# INSTRUCTION 1
Transcribe the passage of the Toyota IQ review between "So that’s an" and "to good use.", inclusive.
# INSTRUCTION 2
Write the next part of the Toyota IQ review, picking up after its final sentence.

It seems that what Toyota has done is to tear the rule book up and make a small car for those people that are used to big cars! Does that make sense? Well we have already spoken about the space up front, but the big car feel doesn’t stop there, as Toyota have built in many of the things you would normally get in a big car, so that once you’ve recovered from the shock of its size, got sat in it and set off up the road, frankly you could be driving anything and during the time I used the car, I couldn’t get over the surprise every time I got out, only to find that there was hardly any of the cars body behind where I was sitting.
Spec wise, the IQ isn’t just a small car, it has all the normal big car stuff including air conditioning (or climate control on IQ2), power locking, keyless entry, electric windows, heated and folding door mirrors, rain sensing wipers, auto headlights and its got a computer that tells you what’s going on plus a decent sounding CD player, although the volume and channel change controls are located on the steering wheel and take a little time to get used to, however the engine start stop button is something everyone will instantly like. As for the techy stuff, well our car had shiny alloys, anti-lock brakes, electronic brake force distribution, brake assist, vehicle stability program, traction control and airbags almost everywhere including curtain shield airbags, a drivers knee airbag, a passengers seat cushion airbag, large side airbags, rear window curtain shield airbag and of course, for good measure, a front airbag for both the driver and passenger and whilst this isn’t strictly a spec item, the IQ’s turning circle needs to be mentioned at just 3.9m which is so impressive.
So that’s an enormous amount of equipment in something that measures just 2985mm long.
So how big is the car in ‘English’? Well at around 9’8” inches long, its 1 foot longer than the similarly shaped Smart Car and whilst height wise, it’s pretty much the same as the Smart at approximately 5’ tall, but the IQ is around 5” wider and Toyota certainly seem to have put that extra 5” to good use.
Unlike the Smart, the IQ unbelievably is a 4 seat car, yes that’s 4 people, although it might help if your passengers are Danny DeVito and Ronnie Corbett, but all joking apart and whilst I wouldn’t want to go far in it, with a little bit of consideration from the front seat occupants, even an adult could do a local commute without experiencing DVT or loss of feeling in their legs. For kids, well its fine, although you do kind of feel vulnerable as you sit absolutely at the back of the car and that aint a good place to be if someone runs into you from behind and I don’t suppose even Toyotas sophisticated rear air-bag system is going to protect you from a rampaging 40’ truck. If I have a criticism its that whilst the front seats are comfortable enough, it’s that they don’t have much support on the sides and zipping about which is just second nature to this car, leaves you thrown from side to side, rather than supported.

# DATASET EXTRACT
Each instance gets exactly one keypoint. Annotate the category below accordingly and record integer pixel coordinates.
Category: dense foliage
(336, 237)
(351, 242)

# RIGHT ANSWER 1
So that’s an enormous amount of equipment in something that measures just 2985mm long.
So how big is the car in ‘English’? Well at around 9’8” inches long, its 1 foot longer than the similarly shaped Smart Car and whilst height wise, it’s pretty much the same as the Smart at approximately 5’ tall, but the IQ is around 5” wider and Toyota certainly seem to have put that extra 5” to good use.

# RIGHT ANSWER 2
On the road, well the IQ is a real surprise, firstly starting with its 1.0 VVT-i 68hp in-line 3 cylinder engine, which is an absolute gem and seems to far exceed Toyota’s claimed performance figures, and sounds just great. I have to say, when our IQ arrived and I drove it, despite knowing somewhere in the back of my mind that it was a 1.0ltr engine, I had to get the books out to check, because I just simply couldn’t believe that this level of performance could ever come from just 998cc’s.
The engine continues to impress not just in terms of driveability and performance, but this little 1.0ltr unit only chucks out a tax beating 99g/km of CO2 (and it’s the first 4 seat petrol car to achieve this) and indeed that means free road tax. The perks don’t end there either as we managed to get over 60mpg during our test, although to be fair it does drop down if you drive it aggressively (cant believe I just said that) but fact is, this little car is bags of fun, and its even more so when you push it hard, as it sounds great and OK, you might not be flying, but you really feel that you are and the engines audio soundtrack supports that.
I did a 60 mile commute in the Toyota IQ each day, which was enough for me to take it out of the ‘city car’ or ‘urban car’ banding and put it into the ‘proper car’ section, as frankly for all intense and purpose, that’s what it is and for me, that’s what makes it so good. We test city cars and they usually do that job ok, but go on the motorway and well, it all becomes a bit different and the IQ is the first “urban” car we’ve tested that does both jobs and does them well. Toyota have a strap line that says “not just another small car, anyone can do that” and it seems they are probably right.
These little cars are not for everyone, but I started off asking what was the Toyota IQ for and where did it fit and I think I might just have answered that and that answer is that its for everyone who doesn’t need a full time 4 seat car, or for parents with kids, or maybe for the empty nesters that want something comfortable and spacious without busting the bank and you know what, its also for the funky youngster as well, as its one of the most easy to drive, easy to park, yet fun to drive cars that we’ve come across in some time and of course as a bonus, this one comes with Toyota’s legendry build quality.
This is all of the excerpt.